(INSTRUCTIONS FOR THE TASK) Please quote the records below word for word, starting with the line that contains "Find the green" and going on through the end of the records. Leave the pictures out of your answer.

═════ DATA EXTRACT ═════

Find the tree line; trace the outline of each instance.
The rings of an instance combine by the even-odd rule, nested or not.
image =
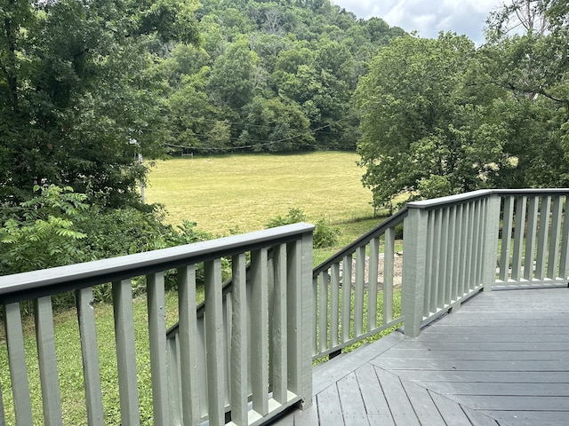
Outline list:
[[[512,0],[486,43],[381,49],[356,91],[364,182],[381,206],[481,188],[569,185],[569,4]]]

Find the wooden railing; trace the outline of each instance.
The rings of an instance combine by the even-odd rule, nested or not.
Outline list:
[[[309,406],[313,228],[297,224],[0,277],[13,397],[11,417],[18,425],[62,423],[51,296],[72,290],[87,421],[90,425],[104,424],[92,289],[112,282],[121,423],[140,423],[132,294],[132,279],[140,275],[147,280],[152,424],[189,425],[205,420],[224,424],[226,413],[230,413],[233,424],[258,424],[291,405]],[[232,259],[231,291],[222,291],[222,258]],[[198,264],[204,265],[205,281],[202,308],[196,303]],[[164,272],[171,269],[178,270],[180,324],[178,336],[167,341]],[[30,403],[20,313],[20,303],[28,300],[34,301],[37,366],[31,368],[39,371],[42,420],[33,418]],[[0,424],[5,424],[2,392]]]
[[[402,209],[314,269],[314,359],[402,322],[395,241],[406,215]]]
[[[402,322],[405,334],[416,336],[483,289],[567,285],[568,195],[569,189],[483,190],[407,203],[315,268],[313,359]]]
[[[408,203],[405,335],[416,336],[483,289],[566,286],[567,195],[569,189],[486,190]]]

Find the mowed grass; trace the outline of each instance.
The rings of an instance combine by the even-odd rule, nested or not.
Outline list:
[[[263,229],[293,208],[309,222],[370,217],[372,193],[362,185],[358,160],[356,153],[317,152],[158,161],[147,202],[164,204],[172,225],[186,219],[214,235]]]

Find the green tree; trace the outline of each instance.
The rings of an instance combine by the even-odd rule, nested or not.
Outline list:
[[[485,74],[509,93],[498,114],[509,161],[497,185],[569,185],[568,11],[565,1],[513,0],[488,18]]]
[[[2,1],[0,197],[18,204],[47,183],[134,202],[135,152],[156,154],[168,138],[150,70],[167,41],[197,43],[196,6]]]
[[[501,162],[493,87],[465,36],[400,37],[383,48],[357,90],[364,184],[381,206],[484,187]]]

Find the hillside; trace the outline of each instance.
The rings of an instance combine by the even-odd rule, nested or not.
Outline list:
[[[354,149],[358,79],[405,34],[329,0],[210,0],[196,18],[200,46],[161,64],[177,154]]]

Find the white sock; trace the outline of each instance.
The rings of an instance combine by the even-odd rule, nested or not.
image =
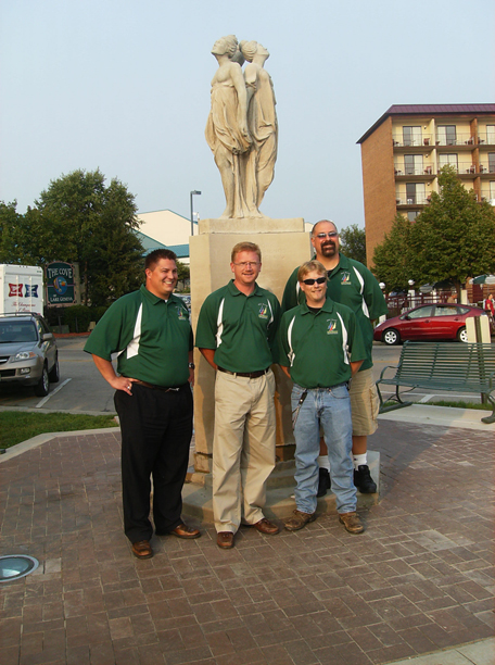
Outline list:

═════

(ANSWER)
Find the green tree; trace the outline of each instance.
The rings of an instance combine by the even-odd rule, nested or not.
Outline list:
[[[485,74],[509,93],[498,114],[509,161],[497,185],[569,185],[568,11],[565,1],[513,0],[488,18]]]
[[[2,1],[0,197],[18,204],[47,183],[134,202],[135,152],[156,154],[168,138],[150,70],[167,41],[197,43],[196,6]]]
[[[501,162],[493,87],[465,36],[400,37],[383,48],[357,90],[364,184],[381,206],[484,187]]]

Find the hillside; trace the outline of each instance.
The rings of an instance combine by the even-odd rule, nested or not.
Outline list:
[[[354,149],[358,79],[405,34],[329,0],[210,0],[196,18],[200,46],[161,64],[177,154]]]

Find the white sock; trace the outline of each instance.
The rings of an instance combine by the even-odd rule, nested or not.
image =
Outline list:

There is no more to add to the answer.